Write every entry out again, unchanged.

⁂

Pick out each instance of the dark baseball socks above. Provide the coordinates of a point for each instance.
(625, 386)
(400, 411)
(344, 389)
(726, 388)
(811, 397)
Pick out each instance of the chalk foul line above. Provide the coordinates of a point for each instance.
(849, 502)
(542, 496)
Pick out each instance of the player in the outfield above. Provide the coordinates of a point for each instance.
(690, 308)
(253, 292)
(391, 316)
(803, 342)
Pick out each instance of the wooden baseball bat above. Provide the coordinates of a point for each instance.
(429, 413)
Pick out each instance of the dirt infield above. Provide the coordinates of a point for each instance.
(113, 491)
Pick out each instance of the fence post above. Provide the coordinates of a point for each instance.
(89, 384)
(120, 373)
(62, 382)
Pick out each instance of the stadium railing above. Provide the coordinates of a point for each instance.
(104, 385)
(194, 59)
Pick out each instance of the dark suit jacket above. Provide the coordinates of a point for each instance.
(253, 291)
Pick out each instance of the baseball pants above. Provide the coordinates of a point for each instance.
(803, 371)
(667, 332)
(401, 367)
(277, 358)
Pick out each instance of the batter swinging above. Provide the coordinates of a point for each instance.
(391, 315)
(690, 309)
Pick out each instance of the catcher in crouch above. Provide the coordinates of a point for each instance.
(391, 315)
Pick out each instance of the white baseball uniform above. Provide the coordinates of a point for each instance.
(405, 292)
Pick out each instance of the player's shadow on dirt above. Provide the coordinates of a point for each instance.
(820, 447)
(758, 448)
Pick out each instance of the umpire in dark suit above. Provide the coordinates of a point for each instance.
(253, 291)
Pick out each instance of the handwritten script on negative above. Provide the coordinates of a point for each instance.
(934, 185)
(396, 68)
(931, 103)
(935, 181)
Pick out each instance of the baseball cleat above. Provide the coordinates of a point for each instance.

⁂

Answer area:
Pick out each instance of the dark baseball socks above. Provide the coordinates of a point for each instance.
(625, 386)
(400, 411)
(344, 389)
(726, 388)
(811, 397)
Pick out each instance of the chalk foul line above. Provide the coordinates of a point for each instance.
(849, 502)
(542, 496)
Pick out each instance of the player in the outfield above. Provide the coordinates of a point for each instance.
(690, 308)
(253, 292)
(391, 316)
(803, 342)
Pick out each instance of the wooden baseball bat above. Provide the coordinates of a point for each instance.
(429, 413)
Pick out each instance of the dirt infield above. Provide the coordinates of a point for each instance.
(113, 491)
Pick out each instance of the fence post above. Provide the coordinates of a point for each instance.
(89, 384)
(120, 373)
(62, 382)
Pick out each instance of the stadium railing above. Provide the coordinates of a point for each instance.
(104, 385)
(194, 59)
Pick out each instance of the dark suit jacket above. Provide the coordinates of a point for each instance.
(253, 291)
Pick out each instance of the baseball pants above. Provide the coordinates of a point for each instance.
(803, 371)
(667, 332)
(401, 367)
(277, 358)
Pick out each instance of the batter swinging above. Provide the coordinates of a point for each instance.
(391, 315)
(690, 309)
Pick out each instance of the catcher in crouch above. Provide the coordinates of a point for each instance.
(391, 315)
Pick out each instance of the white baseball uniform above. Provide the coordinates of a point for each instance.
(405, 292)
Pick out each instance of the player's shadow on dirt above. Provide the coordinates of a point for each instance.
(820, 447)
(758, 448)
Pick out each instance of the umpire in dark suit above. Provide the coordinates of a point for each instance.
(253, 291)
Pick out each instance of the handwritten script on negative above. Provide the coordinates of a point for each instance.
(934, 185)
(396, 68)
(931, 103)
(935, 181)
Pick out each instance of the baseball cleat above. Provide the coordinates of a point for each instance.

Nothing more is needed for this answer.